→ **How to complete this task**: Repeat precisely the span of lines below that opens with the line containing "Category: graffiti lettering" and closes with the line containing "854, row 91.", both included.

→ **Natural-language object grounding data**:
+ + + + +

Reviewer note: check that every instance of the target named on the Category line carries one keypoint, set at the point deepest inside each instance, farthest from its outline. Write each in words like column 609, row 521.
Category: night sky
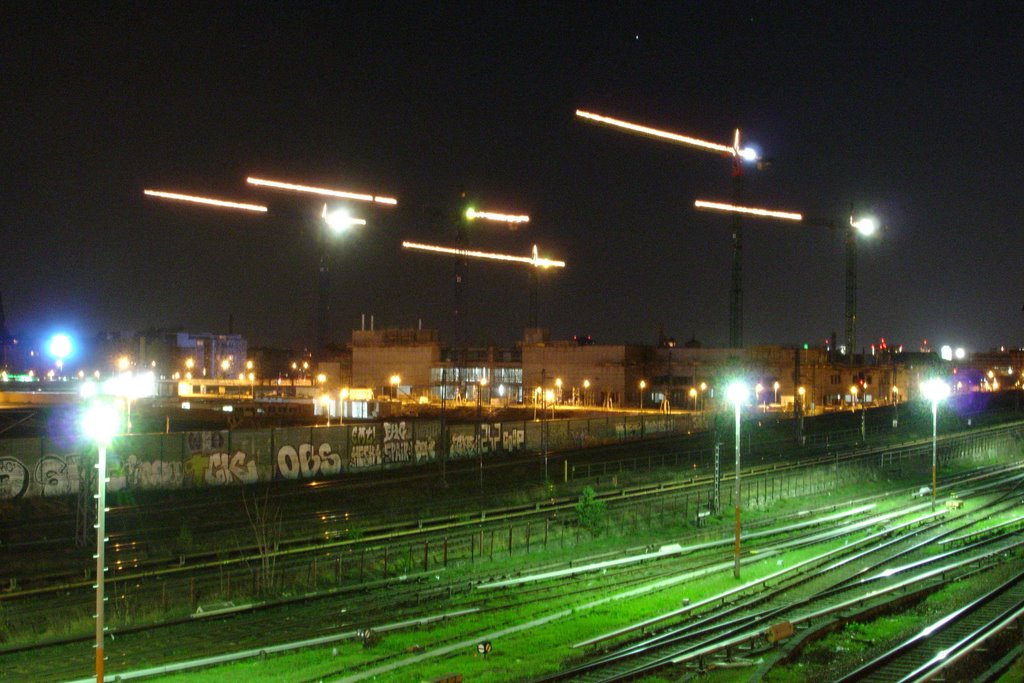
column 910, row 111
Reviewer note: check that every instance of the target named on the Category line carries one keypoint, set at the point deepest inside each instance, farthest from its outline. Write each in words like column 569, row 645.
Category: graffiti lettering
column 513, row 439
column 463, row 445
column 206, row 441
column 366, row 452
column 397, row 447
column 224, row 468
column 306, row 463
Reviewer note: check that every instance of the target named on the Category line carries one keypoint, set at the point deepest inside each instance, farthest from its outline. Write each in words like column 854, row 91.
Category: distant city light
column 534, row 260
column 205, row 200
column 731, row 208
column 473, row 214
column 341, row 194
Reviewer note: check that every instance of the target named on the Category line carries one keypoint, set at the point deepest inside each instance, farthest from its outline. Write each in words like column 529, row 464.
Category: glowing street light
column 736, row 394
column 473, row 214
column 340, row 220
column 936, row 391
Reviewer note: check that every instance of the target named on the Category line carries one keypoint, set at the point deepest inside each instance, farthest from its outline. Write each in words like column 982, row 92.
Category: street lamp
column 934, row 390
column 865, row 226
column 99, row 423
column 482, row 382
column 326, row 402
column 736, row 394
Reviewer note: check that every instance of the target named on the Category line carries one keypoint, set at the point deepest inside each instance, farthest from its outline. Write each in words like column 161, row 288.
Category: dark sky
column 911, row 111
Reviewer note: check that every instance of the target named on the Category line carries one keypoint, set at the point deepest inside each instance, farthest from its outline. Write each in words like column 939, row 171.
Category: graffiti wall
column 202, row 459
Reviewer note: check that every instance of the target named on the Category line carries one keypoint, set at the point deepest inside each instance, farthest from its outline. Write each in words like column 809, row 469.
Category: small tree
column 591, row 512
column 264, row 518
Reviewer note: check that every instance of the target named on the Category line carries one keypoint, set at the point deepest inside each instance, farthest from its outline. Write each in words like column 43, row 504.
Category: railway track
column 724, row 631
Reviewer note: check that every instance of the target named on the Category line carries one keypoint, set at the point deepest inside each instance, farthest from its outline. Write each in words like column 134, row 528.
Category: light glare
column 534, row 260
column 276, row 184
column 731, row 208
column 205, row 200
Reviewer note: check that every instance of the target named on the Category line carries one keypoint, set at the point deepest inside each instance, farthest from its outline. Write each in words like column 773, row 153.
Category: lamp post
column 326, row 402
column 935, row 390
column 99, row 423
column 482, row 382
column 895, row 407
column 865, row 226
column 736, row 393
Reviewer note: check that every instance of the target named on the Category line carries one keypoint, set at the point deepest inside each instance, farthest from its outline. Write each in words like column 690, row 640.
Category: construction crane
column 738, row 155
column 538, row 262
column 863, row 226
column 337, row 220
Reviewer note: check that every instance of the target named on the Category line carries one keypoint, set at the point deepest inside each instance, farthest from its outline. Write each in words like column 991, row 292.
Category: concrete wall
column 34, row 467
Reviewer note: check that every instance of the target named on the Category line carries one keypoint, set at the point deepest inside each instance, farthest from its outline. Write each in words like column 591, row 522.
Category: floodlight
column 101, row 421
column 935, row 389
column 866, row 226
column 60, row 346
column 736, row 392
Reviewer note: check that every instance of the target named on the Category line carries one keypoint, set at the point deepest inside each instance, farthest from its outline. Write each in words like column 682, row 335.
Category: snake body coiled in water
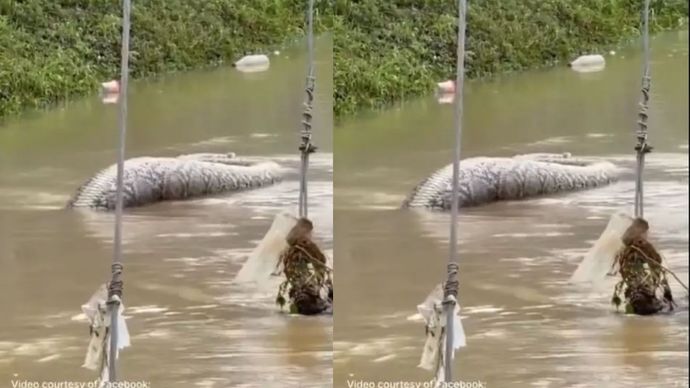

+ + + + +

→ **Answer space**:
Category: graffiti lettering
column 513, row 439
column 463, row 445
column 206, row 441
column 366, row 452
column 397, row 447
column 224, row 468
column 306, row 463
Reviewer note: check that every instance of the target named on the Category line carries one keypoint, set at the point deepest inside each instance, farthest from its outline. Write each in words like column 854, row 91.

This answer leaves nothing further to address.